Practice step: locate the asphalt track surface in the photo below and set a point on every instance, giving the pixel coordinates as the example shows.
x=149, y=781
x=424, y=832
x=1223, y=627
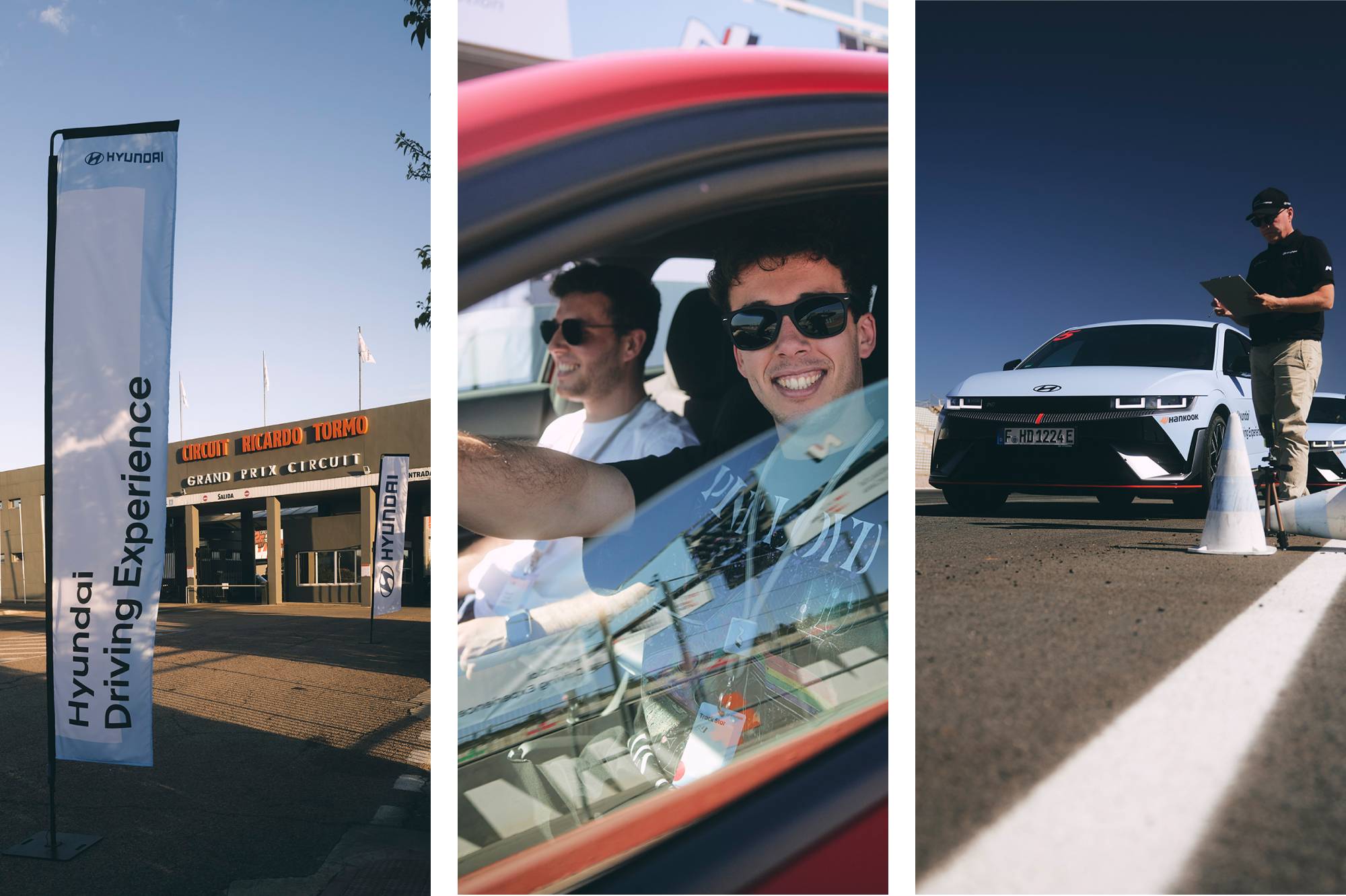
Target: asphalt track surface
x=285, y=746
x=1079, y=669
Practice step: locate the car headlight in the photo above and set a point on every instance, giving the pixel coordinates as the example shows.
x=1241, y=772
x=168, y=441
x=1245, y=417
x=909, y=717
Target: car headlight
x=1153, y=403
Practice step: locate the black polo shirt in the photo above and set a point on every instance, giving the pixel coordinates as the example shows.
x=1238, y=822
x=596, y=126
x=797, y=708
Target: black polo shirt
x=1296, y=267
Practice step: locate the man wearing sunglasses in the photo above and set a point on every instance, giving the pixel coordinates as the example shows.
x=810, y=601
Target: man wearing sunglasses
x=796, y=302
x=600, y=340
x=1294, y=283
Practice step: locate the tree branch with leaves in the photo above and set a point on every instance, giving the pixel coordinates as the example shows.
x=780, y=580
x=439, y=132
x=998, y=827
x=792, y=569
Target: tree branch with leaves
x=419, y=166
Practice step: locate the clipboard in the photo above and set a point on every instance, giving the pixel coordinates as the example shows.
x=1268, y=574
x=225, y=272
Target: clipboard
x=1235, y=294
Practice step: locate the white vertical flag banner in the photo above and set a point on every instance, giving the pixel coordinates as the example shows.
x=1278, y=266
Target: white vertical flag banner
x=390, y=533
x=110, y=322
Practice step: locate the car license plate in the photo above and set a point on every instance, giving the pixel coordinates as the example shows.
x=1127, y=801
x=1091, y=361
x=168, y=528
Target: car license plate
x=1060, y=437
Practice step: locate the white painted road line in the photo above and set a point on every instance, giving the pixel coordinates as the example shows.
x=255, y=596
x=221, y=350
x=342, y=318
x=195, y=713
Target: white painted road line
x=414, y=784
x=21, y=648
x=1130, y=808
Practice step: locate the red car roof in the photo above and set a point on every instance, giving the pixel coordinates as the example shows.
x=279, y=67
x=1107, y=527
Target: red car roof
x=513, y=111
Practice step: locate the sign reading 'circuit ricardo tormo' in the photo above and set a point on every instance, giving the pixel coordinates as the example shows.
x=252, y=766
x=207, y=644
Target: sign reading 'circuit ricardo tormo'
x=111, y=321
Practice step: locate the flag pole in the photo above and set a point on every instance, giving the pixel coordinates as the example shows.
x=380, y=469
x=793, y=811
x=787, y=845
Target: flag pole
x=59, y=847
x=53, y=169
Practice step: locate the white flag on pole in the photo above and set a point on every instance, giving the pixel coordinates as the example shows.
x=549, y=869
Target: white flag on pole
x=112, y=233
x=391, y=533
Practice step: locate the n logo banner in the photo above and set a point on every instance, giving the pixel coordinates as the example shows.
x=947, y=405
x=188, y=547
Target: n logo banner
x=391, y=533
x=110, y=317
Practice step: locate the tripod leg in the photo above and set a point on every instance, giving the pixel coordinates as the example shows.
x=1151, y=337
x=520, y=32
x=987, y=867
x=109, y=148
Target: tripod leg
x=1282, y=539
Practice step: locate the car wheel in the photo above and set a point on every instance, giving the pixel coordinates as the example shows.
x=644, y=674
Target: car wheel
x=970, y=500
x=1197, y=504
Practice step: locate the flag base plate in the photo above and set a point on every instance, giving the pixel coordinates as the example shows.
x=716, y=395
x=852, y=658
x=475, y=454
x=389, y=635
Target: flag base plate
x=68, y=847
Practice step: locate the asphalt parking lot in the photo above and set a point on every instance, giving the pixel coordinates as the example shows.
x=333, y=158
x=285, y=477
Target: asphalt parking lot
x=291, y=757
x=1077, y=667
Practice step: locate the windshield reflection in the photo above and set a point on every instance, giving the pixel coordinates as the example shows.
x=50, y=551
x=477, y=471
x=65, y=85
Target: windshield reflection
x=761, y=587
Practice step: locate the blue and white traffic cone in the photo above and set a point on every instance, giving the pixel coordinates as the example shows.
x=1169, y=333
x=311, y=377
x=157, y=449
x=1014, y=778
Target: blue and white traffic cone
x=1234, y=521
x=1322, y=516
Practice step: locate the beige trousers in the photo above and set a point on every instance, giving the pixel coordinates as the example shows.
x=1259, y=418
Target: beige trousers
x=1285, y=379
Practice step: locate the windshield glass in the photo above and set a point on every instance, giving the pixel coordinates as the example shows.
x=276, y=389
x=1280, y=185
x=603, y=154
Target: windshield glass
x=1129, y=346
x=752, y=605
x=1328, y=411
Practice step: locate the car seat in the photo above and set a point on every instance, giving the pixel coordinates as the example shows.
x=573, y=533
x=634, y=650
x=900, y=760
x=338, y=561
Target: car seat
x=702, y=359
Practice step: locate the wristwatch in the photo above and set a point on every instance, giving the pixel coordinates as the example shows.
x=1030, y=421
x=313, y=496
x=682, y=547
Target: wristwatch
x=519, y=629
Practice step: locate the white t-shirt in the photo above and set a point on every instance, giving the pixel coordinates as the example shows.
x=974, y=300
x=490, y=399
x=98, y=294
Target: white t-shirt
x=530, y=574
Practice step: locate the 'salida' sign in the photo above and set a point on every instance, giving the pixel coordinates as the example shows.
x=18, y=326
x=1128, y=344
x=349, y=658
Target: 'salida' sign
x=110, y=321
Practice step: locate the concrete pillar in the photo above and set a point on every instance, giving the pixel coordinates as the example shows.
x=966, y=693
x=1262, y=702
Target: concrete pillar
x=274, y=551
x=425, y=551
x=365, y=562
x=247, y=555
x=192, y=540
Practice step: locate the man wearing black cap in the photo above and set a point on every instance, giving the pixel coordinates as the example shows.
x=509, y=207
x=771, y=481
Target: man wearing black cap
x=1294, y=283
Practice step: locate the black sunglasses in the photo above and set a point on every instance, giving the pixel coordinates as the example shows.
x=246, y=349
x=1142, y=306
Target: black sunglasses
x=573, y=330
x=816, y=317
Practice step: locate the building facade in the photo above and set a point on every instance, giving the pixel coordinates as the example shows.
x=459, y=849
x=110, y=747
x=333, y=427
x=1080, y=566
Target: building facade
x=277, y=515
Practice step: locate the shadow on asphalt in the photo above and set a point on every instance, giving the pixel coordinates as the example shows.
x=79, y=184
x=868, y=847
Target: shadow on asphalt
x=1063, y=511
x=224, y=802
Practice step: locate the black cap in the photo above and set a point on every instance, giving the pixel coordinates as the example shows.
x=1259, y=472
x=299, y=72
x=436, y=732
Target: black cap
x=1269, y=202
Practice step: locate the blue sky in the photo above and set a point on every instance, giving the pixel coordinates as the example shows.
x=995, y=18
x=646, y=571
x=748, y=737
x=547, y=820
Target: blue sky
x=1080, y=163
x=604, y=26
x=295, y=220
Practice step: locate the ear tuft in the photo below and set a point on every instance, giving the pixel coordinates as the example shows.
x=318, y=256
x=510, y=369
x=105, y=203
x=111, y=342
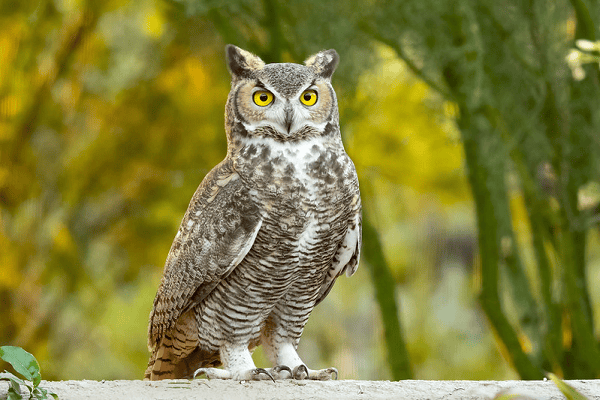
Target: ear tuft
x=324, y=62
x=241, y=62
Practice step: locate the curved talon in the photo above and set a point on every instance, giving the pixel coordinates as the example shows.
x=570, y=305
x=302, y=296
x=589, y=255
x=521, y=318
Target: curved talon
x=331, y=371
x=279, y=368
x=256, y=373
x=300, y=369
x=200, y=372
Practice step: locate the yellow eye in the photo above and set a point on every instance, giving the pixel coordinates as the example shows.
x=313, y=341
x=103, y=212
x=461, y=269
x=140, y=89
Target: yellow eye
x=262, y=98
x=308, y=97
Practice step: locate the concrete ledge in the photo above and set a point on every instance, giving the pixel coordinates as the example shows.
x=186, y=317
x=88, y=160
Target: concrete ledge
x=344, y=389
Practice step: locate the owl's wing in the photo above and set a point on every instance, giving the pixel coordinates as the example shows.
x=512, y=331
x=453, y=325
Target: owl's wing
x=216, y=233
x=348, y=252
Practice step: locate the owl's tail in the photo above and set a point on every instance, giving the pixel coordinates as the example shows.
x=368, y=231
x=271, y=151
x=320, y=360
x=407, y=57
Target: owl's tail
x=168, y=362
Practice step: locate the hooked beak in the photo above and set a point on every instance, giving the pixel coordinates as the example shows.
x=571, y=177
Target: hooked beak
x=289, y=117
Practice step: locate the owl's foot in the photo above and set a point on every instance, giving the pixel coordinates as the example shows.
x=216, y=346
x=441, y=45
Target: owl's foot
x=281, y=372
x=302, y=372
x=255, y=374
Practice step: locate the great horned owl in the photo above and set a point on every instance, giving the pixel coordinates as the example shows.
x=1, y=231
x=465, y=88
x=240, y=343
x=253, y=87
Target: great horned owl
x=267, y=232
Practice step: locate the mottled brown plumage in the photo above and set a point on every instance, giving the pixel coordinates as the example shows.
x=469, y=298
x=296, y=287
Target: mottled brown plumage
x=267, y=232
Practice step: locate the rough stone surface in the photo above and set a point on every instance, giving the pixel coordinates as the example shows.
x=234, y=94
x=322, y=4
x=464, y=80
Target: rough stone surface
x=281, y=390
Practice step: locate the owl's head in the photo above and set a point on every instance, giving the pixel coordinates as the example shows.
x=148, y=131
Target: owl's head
x=286, y=102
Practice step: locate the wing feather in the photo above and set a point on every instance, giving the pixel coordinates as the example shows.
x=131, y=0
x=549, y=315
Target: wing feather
x=217, y=231
x=347, y=255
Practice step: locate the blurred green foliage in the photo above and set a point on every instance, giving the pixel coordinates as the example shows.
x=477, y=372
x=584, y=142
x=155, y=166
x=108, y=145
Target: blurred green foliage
x=111, y=113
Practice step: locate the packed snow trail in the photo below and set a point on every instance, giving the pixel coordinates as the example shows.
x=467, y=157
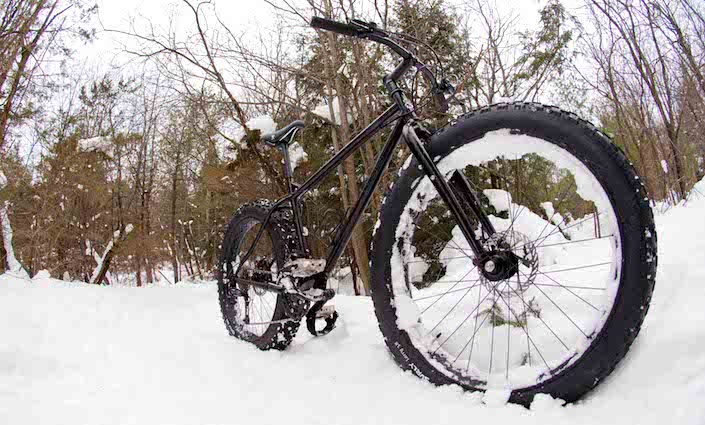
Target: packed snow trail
x=71, y=353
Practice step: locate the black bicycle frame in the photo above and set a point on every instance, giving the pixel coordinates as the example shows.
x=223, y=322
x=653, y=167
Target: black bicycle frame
x=400, y=113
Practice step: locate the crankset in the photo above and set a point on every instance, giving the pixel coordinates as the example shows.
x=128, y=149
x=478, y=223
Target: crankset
x=310, y=282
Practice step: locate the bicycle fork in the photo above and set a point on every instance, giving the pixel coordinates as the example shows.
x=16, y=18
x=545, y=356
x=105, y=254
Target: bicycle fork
x=454, y=193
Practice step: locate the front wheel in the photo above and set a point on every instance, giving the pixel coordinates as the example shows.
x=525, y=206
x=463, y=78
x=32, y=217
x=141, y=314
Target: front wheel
x=576, y=247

★ ★ ★ ★ ★

Convert the lines of the records between the line holding "Practice step: locate the yellow" and the line holding "x=344, y=389", inclusive, into a JSON list of strings, one string per line, leaving out any blank lines.

[
  "Practice step: locate the yellow eye in the photo above and set a point on every instance, giving the pixel coordinates as the example shows.",
  "x=313, y=341",
  "x=103, y=212",
  "x=461, y=269",
  "x=140, y=89",
  "Target: yellow eye",
  "x=262, y=98",
  "x=308, y=97",
  "Practice step: locate the concrete ledge in the photo above and set a point on every instance, giving the pixel coordinates as the example shows.",
  "x=186, y=317",
  "x=88, y=160",
  "Target: concrete ledge",
  "x=344, y=389"
]